→ Objective
Quote, word for word, every line starting at the line that contains "[indicate] house with" and ending with the last line of the records; include both of these lines and no others.

→ Records provided

###

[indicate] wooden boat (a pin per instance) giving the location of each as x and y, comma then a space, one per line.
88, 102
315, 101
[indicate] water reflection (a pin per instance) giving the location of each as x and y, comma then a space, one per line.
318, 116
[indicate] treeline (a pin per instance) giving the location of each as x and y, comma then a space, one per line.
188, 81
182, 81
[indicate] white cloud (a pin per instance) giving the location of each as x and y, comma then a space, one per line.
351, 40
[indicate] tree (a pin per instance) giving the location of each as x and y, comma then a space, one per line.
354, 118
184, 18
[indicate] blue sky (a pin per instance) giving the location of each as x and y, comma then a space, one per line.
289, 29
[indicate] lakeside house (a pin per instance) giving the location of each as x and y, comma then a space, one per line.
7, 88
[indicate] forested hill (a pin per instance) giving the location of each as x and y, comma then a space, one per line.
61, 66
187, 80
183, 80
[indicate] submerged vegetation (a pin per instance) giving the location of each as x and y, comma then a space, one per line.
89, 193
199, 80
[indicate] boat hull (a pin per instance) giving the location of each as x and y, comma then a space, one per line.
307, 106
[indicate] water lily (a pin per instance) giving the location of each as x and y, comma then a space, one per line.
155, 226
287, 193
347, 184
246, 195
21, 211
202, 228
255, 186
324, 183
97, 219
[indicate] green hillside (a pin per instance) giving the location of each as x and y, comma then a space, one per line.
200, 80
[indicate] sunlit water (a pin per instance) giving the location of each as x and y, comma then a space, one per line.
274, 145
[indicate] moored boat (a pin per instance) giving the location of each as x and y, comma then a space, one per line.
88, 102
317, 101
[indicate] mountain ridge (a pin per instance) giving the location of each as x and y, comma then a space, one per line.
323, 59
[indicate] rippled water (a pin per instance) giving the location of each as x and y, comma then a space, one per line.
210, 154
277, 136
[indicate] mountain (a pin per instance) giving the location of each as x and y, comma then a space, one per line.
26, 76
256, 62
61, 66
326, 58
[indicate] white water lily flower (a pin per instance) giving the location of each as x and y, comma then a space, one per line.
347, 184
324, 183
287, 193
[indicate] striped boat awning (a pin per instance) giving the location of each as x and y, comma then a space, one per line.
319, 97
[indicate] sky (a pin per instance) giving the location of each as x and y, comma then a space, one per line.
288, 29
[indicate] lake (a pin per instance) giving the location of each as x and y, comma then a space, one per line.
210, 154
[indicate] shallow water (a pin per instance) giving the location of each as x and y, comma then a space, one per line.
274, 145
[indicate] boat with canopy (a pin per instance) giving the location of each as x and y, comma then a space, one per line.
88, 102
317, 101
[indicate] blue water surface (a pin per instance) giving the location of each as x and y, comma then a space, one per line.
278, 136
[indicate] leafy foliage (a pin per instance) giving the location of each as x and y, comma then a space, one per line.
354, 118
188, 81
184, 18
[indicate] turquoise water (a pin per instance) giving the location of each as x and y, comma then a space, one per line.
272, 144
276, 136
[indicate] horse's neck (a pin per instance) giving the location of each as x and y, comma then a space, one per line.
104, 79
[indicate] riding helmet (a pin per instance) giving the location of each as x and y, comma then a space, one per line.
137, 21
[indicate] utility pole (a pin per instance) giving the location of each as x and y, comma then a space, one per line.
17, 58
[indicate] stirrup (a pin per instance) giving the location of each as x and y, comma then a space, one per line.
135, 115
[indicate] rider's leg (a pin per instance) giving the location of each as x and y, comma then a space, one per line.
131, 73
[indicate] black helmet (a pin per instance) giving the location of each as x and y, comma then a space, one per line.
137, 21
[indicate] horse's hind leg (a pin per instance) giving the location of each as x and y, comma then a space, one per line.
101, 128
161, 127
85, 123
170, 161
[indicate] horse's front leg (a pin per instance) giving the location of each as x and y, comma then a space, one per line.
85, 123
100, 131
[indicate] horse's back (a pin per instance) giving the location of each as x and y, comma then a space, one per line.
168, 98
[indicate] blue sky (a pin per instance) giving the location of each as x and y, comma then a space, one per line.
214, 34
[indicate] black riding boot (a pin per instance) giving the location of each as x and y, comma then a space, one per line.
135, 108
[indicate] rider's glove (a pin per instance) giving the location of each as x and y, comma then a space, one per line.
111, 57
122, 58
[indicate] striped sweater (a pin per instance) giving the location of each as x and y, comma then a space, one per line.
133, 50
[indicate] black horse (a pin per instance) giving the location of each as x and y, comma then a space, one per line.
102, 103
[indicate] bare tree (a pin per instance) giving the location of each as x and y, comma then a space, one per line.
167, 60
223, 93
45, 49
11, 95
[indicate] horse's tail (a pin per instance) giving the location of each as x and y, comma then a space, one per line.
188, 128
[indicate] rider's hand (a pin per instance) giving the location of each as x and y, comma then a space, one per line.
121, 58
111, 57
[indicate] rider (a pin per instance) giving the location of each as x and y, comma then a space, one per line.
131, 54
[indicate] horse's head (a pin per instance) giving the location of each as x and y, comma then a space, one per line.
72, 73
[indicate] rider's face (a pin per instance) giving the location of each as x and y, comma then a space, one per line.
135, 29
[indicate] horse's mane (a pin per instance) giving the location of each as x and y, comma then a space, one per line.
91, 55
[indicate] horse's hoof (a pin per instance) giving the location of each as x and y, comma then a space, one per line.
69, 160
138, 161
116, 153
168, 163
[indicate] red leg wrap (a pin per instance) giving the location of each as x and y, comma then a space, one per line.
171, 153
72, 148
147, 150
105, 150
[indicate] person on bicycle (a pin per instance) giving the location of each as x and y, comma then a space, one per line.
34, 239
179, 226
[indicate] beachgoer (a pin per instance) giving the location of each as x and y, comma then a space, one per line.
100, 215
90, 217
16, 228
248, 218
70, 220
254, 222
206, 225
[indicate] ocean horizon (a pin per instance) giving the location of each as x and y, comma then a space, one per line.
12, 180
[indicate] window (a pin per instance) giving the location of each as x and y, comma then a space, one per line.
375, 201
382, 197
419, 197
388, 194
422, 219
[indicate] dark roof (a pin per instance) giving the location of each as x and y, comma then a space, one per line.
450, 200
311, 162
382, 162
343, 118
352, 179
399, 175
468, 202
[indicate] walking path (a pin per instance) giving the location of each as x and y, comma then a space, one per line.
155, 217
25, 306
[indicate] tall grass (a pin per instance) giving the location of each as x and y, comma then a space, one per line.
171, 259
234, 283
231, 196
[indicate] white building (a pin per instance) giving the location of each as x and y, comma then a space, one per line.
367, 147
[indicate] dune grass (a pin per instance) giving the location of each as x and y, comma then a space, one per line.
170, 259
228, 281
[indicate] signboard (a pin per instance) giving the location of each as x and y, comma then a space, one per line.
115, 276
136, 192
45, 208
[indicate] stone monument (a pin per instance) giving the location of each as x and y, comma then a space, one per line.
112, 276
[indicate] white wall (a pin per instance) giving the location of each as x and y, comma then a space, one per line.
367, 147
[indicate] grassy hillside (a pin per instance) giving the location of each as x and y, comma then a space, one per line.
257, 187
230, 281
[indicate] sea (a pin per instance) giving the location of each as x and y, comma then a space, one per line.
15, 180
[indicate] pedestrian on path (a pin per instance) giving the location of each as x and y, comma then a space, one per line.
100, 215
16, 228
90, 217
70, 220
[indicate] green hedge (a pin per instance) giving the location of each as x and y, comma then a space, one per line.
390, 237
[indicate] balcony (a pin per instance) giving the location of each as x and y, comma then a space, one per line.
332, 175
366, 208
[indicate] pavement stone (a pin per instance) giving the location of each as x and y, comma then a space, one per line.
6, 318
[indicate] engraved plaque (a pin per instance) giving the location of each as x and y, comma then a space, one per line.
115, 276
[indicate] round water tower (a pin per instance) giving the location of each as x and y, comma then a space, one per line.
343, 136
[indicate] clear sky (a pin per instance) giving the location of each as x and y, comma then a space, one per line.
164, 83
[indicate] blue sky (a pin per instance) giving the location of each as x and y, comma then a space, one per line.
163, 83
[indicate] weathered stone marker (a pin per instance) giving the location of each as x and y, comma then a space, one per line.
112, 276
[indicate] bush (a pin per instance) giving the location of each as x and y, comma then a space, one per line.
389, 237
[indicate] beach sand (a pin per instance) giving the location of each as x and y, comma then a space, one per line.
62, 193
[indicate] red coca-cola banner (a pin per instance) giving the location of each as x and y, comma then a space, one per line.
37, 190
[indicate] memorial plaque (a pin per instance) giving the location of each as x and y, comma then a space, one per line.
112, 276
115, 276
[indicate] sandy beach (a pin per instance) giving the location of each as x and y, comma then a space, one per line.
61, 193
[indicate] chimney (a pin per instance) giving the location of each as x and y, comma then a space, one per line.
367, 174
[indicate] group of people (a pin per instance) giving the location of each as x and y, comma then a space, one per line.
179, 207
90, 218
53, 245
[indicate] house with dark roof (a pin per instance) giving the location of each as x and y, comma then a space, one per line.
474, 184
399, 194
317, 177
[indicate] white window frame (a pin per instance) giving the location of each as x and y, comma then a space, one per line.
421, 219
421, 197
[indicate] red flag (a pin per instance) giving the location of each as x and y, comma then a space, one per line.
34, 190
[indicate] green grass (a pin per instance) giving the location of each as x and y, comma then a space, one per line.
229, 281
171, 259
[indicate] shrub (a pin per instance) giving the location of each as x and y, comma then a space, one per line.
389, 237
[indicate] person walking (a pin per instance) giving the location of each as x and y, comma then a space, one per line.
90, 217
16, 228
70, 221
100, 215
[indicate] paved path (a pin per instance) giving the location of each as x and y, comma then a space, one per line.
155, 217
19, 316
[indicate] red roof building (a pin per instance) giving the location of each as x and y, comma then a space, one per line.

###

→ Solution for this exercise
[indicate] house with dark roof (a pin per instance) giving the location of each as x and y, comma then a space, one per line.
474, 184
399, 194
317, 177
[indicate] white window frame (a pin per instance) giving the location of each as x and y, comma then a space, one per line.
421, 219
421, 197
[indicate] red flag (a pin per instance) giving the location of each as x and y, comma then a space, one per line.
34, 190
[indicate] green grass (a pin per instance) giving the location of each as x and y, comma then a space, one per line.
229, 281
171, 259
[indicate] shrub (a pin per instance) giving the location of each as x and y, comma then a space, one per line.
389, 237
[indicate] person walking (a pin per instance) giving the location of each as x and y, comma then a space, one per line.
90, 217
16, 228
70, 221
100, 215
[indicate] paved path (a pin per instance) giving the location of each as x and y, comma then a space, one per line.
155, 217
19, 316
[indicate] red roof building (a pin per instance) giving the location of each as x and y, comma then a space, one per line.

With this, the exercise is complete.